STATED EXERCISE: State how many lines of the records below contain the string "edges", with case counting. Reply with the number alone.

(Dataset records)
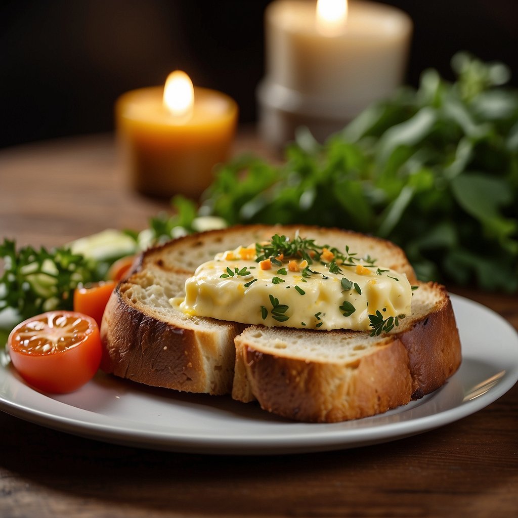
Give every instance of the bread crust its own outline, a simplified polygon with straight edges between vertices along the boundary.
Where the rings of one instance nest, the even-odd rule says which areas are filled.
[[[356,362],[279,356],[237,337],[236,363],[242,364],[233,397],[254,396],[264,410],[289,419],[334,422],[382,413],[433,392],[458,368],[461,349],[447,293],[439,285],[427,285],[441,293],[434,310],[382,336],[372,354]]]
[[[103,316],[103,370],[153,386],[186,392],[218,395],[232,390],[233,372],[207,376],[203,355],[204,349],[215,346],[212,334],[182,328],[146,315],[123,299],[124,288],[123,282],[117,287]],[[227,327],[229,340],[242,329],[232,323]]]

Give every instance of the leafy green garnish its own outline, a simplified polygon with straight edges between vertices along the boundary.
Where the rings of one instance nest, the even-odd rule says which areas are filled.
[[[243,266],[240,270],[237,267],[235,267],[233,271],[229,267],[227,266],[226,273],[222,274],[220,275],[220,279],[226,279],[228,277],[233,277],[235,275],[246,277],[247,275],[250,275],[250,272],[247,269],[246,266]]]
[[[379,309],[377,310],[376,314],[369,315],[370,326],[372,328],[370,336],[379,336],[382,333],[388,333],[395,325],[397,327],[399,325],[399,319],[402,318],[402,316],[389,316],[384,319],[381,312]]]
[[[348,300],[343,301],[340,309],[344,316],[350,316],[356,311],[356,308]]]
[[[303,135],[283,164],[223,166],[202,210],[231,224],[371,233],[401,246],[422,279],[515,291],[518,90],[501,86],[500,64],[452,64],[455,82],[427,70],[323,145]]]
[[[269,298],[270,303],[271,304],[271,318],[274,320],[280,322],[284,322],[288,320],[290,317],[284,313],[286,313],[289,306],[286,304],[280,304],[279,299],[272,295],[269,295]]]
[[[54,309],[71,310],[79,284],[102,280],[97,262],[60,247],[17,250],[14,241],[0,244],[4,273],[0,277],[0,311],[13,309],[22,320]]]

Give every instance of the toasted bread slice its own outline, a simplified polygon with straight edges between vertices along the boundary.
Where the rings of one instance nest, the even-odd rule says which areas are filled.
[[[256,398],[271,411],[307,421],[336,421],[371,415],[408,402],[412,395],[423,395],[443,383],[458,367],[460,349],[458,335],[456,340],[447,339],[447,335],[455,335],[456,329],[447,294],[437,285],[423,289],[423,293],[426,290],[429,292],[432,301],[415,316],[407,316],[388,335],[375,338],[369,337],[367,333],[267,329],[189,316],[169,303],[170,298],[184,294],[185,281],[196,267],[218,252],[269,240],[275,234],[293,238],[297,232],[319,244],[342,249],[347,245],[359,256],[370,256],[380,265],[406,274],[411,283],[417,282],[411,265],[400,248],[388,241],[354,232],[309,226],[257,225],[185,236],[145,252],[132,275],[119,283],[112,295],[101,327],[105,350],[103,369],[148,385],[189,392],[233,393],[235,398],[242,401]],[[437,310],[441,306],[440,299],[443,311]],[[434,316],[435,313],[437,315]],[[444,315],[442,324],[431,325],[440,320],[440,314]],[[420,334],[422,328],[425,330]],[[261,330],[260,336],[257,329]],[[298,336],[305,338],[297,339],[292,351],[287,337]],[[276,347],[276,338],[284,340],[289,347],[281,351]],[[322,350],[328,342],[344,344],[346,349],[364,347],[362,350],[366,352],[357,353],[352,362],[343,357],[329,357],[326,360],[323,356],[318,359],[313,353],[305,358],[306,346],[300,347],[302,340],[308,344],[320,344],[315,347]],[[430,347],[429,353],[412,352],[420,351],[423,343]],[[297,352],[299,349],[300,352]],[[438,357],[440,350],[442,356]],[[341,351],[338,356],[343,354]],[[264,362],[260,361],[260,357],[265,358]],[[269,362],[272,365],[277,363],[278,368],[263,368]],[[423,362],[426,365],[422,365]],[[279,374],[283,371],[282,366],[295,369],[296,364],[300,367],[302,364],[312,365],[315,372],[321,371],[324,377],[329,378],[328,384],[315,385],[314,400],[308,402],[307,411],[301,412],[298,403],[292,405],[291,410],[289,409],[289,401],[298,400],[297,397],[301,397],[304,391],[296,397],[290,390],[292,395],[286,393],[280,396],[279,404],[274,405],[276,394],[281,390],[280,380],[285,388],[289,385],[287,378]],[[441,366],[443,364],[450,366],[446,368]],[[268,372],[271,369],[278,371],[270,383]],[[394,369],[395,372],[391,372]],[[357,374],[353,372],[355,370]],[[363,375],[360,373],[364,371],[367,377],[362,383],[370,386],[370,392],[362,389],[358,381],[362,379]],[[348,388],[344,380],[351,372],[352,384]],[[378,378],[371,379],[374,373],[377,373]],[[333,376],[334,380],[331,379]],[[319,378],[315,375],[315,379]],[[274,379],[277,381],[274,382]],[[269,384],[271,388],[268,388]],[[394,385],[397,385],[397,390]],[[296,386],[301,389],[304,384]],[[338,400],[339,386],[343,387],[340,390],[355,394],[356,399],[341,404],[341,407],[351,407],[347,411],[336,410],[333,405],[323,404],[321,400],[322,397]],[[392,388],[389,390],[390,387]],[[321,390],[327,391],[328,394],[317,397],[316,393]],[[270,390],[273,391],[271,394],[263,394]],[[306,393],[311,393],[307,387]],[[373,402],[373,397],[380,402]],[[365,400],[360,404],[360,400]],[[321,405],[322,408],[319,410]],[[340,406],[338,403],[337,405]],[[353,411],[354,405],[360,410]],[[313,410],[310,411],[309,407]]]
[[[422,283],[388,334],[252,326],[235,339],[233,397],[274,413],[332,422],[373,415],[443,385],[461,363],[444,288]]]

EXPECTED ANSWER: 3